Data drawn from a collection
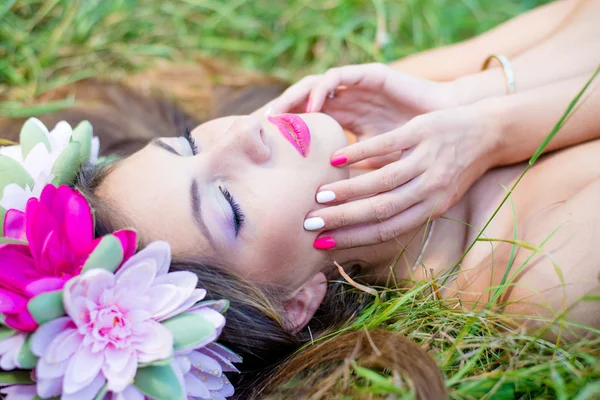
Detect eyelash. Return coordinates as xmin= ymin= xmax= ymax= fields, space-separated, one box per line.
xmin=219 ymin=186 xmax=245 ymax=236
xmin=183 ymin=128 xmax=198 ymax=155
xmin=183 ymin=128 xmax=245 ymax=236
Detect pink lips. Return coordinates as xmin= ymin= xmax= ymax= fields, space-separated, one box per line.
xmin=268 ymin=114 xmax=310 ymax=158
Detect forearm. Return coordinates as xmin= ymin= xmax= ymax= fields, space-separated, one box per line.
xmin=453 ymin=0 xmax=600 ymax=104
xmin=477 ymin=74 xmax=600 ymax=167
xmin=390 ymin=0 xmax=578 ymax=81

- _Aim of the task_
Turn every line of the entries above into a JSON list of strings, one string per line, with blank lines left out. Leave the pictures out.

- _Response_
[
  "Detect eyelash. Return coordinates as xmin= ymin= xmax= ymax= fields, space-separated, one box per line.",
  "xmin=219 ymin=186 xmax=245 ymax=236",
  "xmin=183 ymin=128 xmax=198 ymax=155",
  "xmin=183 ymin=128 xmax=245 ymax=236",
  "Detect pink lips. Return coordinates as xmin= ymin= xmax= ymax= fields, space-separated, one box per line.",
  "xmin=268 ymin=114 xmax=310 ymax=158",
  "Detect forearm. Return coordinates as xmin= ymin= xmax= ymax= fields, space-separated, one box per line.",
  "xmin=453 ymin=0 xmax=600 ymax=104",
  "xmin=477 ymin=74 xmax=600 ymax=167",
  "xmin=390 ymin=0 xmax=578 ymax=81"
]